**ENTRIES SHOWN**
——

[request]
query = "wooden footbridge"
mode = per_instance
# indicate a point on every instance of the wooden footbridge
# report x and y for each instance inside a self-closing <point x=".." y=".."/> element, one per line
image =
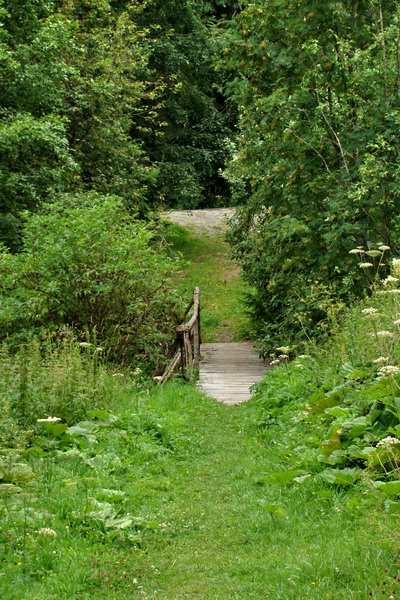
<point x="226" y="371"/>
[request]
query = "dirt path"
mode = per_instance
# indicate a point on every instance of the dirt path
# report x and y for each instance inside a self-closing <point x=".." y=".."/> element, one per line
<point x="229" y="368"/>
<point x="209" y="221"/>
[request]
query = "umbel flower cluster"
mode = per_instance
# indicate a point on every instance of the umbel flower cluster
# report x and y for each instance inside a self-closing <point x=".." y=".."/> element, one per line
<point x="388" y="442"/>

——

**TASK BRIEF**
Copy out the data above to the letter, and keep every picture out of it.

**TASK SOLUTION**
[request]
query = "wooden footbridge"
mode = per_instance
# indicate a point on every instance of the wooden footbridge
# report x and y for each instance inside a self-closing <point x=".." y=".."/> element, one per line
image =
<point x="226" y="371"/>
[request]
query = "dirt path"
mode = per_instance
# indicate a point on every instance of the dirt path
# report x and y for each instance inside a self-closing <point x=".." y=".."/> element, one per line
<point x="229" y="368"/>
<point x="209" y="221"/>
[request]
query = "umbel flower cluster"
mode = per_instance
# indicate a point on every instance of the umbel flower cluster
# report x and y for each instance inside a self-closing <point x=".." y=".."/> element, one per line
<point x="388" y="442"/>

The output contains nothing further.